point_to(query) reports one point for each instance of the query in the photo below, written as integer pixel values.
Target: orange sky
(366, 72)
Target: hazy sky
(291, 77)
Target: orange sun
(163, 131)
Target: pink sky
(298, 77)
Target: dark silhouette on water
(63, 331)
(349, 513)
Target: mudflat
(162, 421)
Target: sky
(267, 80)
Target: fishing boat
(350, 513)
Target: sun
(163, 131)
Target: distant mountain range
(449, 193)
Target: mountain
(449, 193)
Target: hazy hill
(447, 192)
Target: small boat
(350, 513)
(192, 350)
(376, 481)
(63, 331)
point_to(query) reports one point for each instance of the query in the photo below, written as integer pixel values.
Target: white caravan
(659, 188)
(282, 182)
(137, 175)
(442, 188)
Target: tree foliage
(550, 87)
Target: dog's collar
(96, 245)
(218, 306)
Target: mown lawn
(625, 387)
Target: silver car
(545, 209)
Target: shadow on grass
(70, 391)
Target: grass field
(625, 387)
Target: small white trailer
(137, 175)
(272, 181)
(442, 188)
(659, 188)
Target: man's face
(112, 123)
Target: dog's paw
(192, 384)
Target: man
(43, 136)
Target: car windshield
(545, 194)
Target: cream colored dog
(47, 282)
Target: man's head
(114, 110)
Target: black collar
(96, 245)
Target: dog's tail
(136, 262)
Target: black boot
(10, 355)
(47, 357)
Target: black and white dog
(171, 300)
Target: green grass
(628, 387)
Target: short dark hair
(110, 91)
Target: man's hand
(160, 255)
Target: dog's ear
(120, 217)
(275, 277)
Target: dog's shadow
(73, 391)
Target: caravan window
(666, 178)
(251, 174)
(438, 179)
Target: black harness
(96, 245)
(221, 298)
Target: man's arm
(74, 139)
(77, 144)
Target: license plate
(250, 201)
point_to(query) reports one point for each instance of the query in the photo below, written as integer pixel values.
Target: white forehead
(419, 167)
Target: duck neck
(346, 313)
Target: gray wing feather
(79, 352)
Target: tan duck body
#####
* **Aim of the exercise**
Each entry needs to be written out again, exactly as given.

* **The answer**
point_to(query) reports one point for each instance of the query in the photo below, written as integer pixel values.
Target: orange sky
(366, 72)
Target: hazy sky
(291, 77)
Target: orange sun
(163, 131)
Target: pink sky
(298, 77)
Target: dark silhouette on water
(63, 331)
(349, 513)
Target: mudflat
(162, 421)
Target: sky
(267, 80)
Target: fishing boat
(350, 513)
Target: sun
(163, 131)
Target: distant mountain range
(449, 193)
Target: mountain
(449, 193)
Target: hazy hill
(447, 192)
Target: small boat
(350, 513)
(192, 350)
(376, 481)
(63, 331)
point_to(query) reports one point for each instance of the query in the photo below, written as integer pixel values.
Target: white caravan
(659, 188)
(282, 182)
(137, 175)
(442, 188)
Target: tree foliage
(550, 87)
Target: dog's collar
(96, 245)
(218, 306)
Target: mown lawn
(625, 387)
Target: silver car
(545, 209)
Target: shadow on grass
(70, 391)
Target: grass field
(625, 387)
Target: small white trailer
(137, 175)
(272, 181)
(442, 188)
(659, 188)
Target: man's face
(112, 123)
Target: dog's paw
(192, 384)
Target: man
(43, 136)
Target: car windshield
(545, 194)
Target: cream colored dog
(47, 282)
Target: man's head
(114, 110)
Target: black collar
(96, 245)
Target: dog's tail
(136, 262)
Target: black boot
(10, 355)
(47, 357)
Target: black and white dog
(171, 300)
Target: green grass
(628, 387)
Target: short dark hair
(110, 91)
Target: man's hand
(160, 255)
Target: dog's ear
(120, 217)
(275, 277)
Target: dog's shadow
(73, 391)
Target: caravan window
(666, 178)
(251, 174)
(438, 179)
Target: black harness
(96, 245)
(221, 298)
Target: man's arm
(74, 139)
(77, 144)
Target: license plate
(250, 201)
point_to(query) reports one point for each instance of the query in the photo below, written as integer pixel values.
Target: white forehead
(419, 167)
Target: duck neck
(346, 313)
Target: gray wing feather
(79, 352)
Target: tan duck body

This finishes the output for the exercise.